### EXTRAITS DE DONNÉES ###

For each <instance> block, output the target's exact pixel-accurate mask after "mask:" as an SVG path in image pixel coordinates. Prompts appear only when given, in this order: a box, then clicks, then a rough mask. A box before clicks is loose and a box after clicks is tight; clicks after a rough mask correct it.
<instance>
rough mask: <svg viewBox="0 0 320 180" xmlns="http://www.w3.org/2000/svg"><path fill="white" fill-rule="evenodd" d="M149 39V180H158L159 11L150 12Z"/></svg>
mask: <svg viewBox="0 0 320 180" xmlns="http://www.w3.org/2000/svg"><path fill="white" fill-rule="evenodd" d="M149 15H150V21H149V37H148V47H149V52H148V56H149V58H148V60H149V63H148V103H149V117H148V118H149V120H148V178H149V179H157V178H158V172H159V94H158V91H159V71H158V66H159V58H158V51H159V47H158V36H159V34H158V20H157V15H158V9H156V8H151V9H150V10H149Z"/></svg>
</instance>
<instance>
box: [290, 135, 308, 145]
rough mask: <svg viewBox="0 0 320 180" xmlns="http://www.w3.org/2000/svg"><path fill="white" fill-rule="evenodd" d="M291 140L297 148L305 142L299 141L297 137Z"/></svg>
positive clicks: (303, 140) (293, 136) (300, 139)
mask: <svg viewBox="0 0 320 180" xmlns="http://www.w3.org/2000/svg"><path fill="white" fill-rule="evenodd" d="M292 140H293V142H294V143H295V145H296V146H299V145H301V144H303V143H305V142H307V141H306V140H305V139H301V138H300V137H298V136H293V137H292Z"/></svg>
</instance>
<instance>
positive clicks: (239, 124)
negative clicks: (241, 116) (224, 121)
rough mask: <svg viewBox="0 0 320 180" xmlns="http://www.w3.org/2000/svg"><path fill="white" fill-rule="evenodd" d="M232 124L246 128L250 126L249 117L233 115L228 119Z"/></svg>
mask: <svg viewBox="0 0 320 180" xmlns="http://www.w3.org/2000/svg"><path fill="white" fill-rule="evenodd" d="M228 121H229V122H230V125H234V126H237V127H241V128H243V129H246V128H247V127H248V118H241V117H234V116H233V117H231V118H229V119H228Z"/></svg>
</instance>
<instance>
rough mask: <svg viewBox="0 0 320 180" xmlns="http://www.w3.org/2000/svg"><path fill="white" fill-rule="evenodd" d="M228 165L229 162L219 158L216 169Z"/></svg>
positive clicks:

###

Filtrez les lignes des données collectées ci-dessus et recopiez uniquement celles qui contiennent le mot "positive".

positive clicks: (303, 140) (293, 136) (300, 139)
positive clicks: (239, 124)
positive clicks:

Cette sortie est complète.